**WORK TO COMPLETE**
Copy out each line of the material below with no changes.
▽
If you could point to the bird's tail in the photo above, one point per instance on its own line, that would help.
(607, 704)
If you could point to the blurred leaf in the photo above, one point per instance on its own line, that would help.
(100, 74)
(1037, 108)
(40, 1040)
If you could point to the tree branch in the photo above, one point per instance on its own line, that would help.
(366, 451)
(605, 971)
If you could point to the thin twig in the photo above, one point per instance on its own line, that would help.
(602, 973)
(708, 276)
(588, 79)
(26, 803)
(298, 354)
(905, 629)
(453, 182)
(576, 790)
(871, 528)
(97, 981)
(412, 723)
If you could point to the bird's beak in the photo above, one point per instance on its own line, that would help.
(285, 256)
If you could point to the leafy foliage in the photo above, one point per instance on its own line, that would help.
△
**SOLUTION TO THIS EXERCISE**
If you could point to the bird's tail in the photo above, one point per instance on its own line, that would help.
(607, 704)
If you could point to the blurred leaf in the photo above, one point per instance on its own line, that would help.
(100, 74)
(1037, 108)
(40, 1040)
If you could point to the tree branch in the photo above, one point per instance on its own line, that would help.
(366, 451)
(605, 971)
If you could point to the thin twig in the photo above, one point per instance on its own line, that would help.
(602, 973)
(708, 276)
(588, 79)
(26, 803)
(298, 354)
(905, 629)
(453, 182)
(576, 790)
(871, 528)
(97, 981)
(412, 723)
If you could point to the bird's beak in the photo above, one point per instance on its own line, that would help.
(285, 256)
If you could point to the leafy foliage in the photo above, one point per instance on its own line, that would help.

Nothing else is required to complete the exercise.